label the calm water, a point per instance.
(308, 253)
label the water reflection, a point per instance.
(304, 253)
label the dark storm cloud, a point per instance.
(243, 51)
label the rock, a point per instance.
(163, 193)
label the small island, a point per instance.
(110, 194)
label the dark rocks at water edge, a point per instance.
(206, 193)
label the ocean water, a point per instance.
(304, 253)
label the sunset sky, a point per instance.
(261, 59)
==
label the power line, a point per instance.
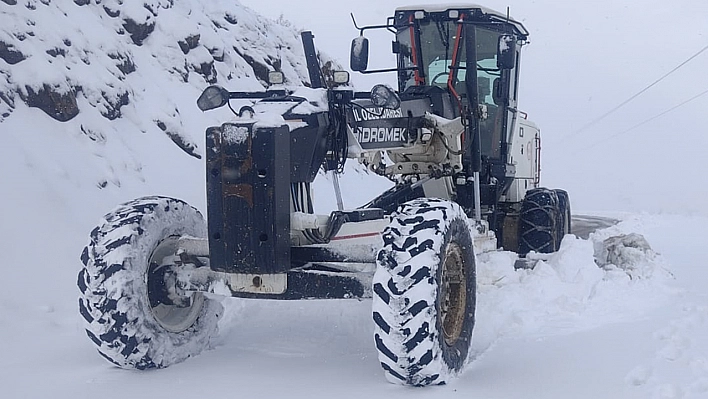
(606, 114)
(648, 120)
---
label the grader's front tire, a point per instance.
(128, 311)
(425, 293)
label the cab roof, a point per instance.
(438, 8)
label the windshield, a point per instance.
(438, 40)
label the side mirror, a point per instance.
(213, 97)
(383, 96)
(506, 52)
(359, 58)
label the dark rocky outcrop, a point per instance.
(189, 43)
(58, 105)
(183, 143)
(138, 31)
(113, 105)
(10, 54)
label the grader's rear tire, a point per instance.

● What to do:
Rewrite the records as a JSON list of strings, one per line with blank lines omitted, beginning at the line that contains "label the windshield, a point per instance." and stopping after the line that contains "label the grader's rear". Include both of those lines.

● Answer below:
[
  "label the windshield, a point per instance.",
  "(438, 40)",
  "label the side mirror, a point per instance.",
  "(213, 97)",
  "(383, 96)",
  "(506, 52)",
  "(359, 58)",
  "label the dark rocky outcrop, a point per instance.",
  "(189, 43)",
  "(58, 105)",
  "(183, 143)",
  "(138, 31)",
  "(113, 105)",
  "(10, 54)",
  "label the grader's rear tire, a point per instance."
]